** Supplied data follows **

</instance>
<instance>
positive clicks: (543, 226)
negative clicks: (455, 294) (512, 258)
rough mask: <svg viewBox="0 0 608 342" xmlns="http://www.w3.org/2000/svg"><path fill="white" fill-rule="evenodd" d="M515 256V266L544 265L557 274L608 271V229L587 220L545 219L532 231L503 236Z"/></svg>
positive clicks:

** End of Supplied data **

*Task*
Single out each line of the records above with the string "clicks" in it, and copy it.

*Your response*
positive clicks: (543, 226)
negative clicks: (455, 294) (512, 258)
positive clicks:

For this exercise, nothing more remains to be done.